Given instruction: Can you render this data as a two-column CSV with the headers request and outline, one row per entry, putting each request's text and its answer in a single quoted field and replacing any line breaks with spaces?

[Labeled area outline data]
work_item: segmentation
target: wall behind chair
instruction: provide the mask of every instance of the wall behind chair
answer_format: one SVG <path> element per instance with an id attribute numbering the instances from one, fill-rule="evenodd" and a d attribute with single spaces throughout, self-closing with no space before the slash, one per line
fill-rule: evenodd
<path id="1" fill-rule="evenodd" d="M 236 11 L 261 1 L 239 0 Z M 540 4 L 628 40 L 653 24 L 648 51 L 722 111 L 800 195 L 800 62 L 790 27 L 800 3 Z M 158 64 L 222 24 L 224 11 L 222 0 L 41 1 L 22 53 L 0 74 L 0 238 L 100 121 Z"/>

Solved exercise:
request,outline
"work_item: segmentation target: wall behind chair instruction: provide the mask of every instance of the wall behind chair answer_format: one SVG <path> element per instance with an id attribute numbering the instances from one, fill-rule=""evenodd"" and a d attribute with single spaces throughout, self-closing with no space before the slash, one per line fill-rule: evenodd","<path id=""1"" fill-rule=""evenodd"" d=""M 236 11 L 261 1 L 239 0 Z M 540 4 L 628 40 L 653 24 L 648 51 L 722 111 L 800 195 L 800 62 L 790 27 L 800 3 Z M 158 64 L 222 24 L 224 11 L 222 0 L 41 1 L 22 53 L 0 74 L 0 238 L 100 121 Z""/>"